--- start of Material to process ---
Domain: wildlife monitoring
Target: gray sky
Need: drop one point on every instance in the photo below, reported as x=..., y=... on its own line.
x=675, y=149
--- end of Material to process ---
--- start of Material to process ---
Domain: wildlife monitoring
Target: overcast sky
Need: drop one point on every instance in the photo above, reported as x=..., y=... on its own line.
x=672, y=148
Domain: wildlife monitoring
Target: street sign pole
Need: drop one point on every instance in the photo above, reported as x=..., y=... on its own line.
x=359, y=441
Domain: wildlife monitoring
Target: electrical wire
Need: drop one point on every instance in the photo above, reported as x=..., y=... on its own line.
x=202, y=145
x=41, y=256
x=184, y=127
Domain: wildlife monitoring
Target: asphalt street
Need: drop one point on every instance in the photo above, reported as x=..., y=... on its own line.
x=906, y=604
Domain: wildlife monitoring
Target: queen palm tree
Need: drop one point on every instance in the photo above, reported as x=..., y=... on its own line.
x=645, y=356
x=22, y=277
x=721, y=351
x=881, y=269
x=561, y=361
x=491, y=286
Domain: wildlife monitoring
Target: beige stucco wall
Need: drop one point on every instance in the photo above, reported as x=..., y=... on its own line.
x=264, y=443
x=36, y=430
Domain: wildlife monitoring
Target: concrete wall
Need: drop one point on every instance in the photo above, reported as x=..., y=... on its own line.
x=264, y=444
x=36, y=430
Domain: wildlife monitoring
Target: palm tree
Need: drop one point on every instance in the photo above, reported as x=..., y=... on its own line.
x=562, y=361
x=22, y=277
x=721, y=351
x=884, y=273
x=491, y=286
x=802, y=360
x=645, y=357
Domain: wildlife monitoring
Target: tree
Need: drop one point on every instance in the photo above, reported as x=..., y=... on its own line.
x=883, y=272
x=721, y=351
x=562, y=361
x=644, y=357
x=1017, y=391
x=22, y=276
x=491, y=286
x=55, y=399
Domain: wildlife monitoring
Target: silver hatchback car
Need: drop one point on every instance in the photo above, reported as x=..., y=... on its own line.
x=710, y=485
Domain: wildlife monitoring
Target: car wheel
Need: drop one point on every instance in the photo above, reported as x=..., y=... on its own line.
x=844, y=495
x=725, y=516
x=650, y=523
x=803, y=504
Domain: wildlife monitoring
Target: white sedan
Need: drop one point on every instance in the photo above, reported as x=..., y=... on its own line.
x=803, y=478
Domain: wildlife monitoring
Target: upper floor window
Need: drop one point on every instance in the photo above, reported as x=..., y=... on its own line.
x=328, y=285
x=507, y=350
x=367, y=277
--- end of Material to process ---
--- start of Material to process ---
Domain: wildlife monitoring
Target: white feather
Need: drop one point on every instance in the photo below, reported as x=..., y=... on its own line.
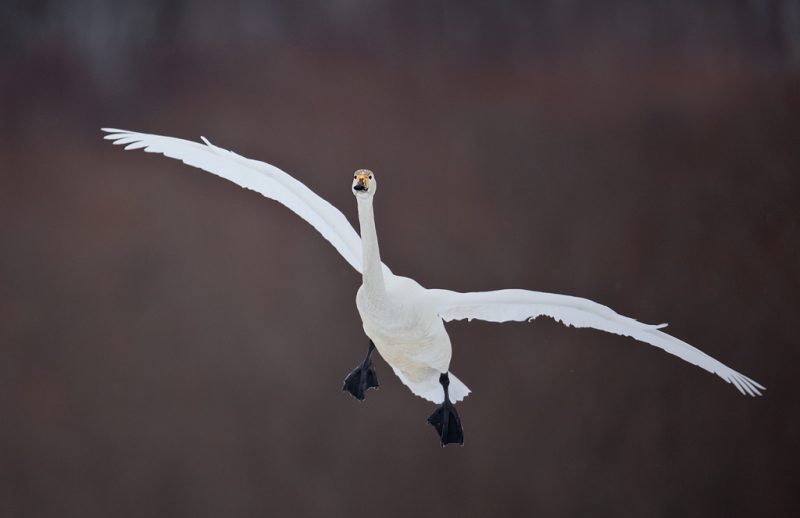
--- end of Material to process ---
== Task goal ==
State how many lines of the data above contain the string "palm". Reply with the number alone.

== Final result ==
2